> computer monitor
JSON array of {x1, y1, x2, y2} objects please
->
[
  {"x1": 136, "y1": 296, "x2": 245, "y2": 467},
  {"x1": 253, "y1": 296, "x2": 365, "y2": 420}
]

-----

Try it: Your task is to reproduce each entry exactly.

Result of the exercise:
> computer monitor
JSON array of {x1, y1, x2, y2} objects please
->
[
  {"x1": 136, "y1": 296, "x2": 245, "y2": 467},
  {"x1": 253, "y1": 296, "x2": 365, "y2": 420}
]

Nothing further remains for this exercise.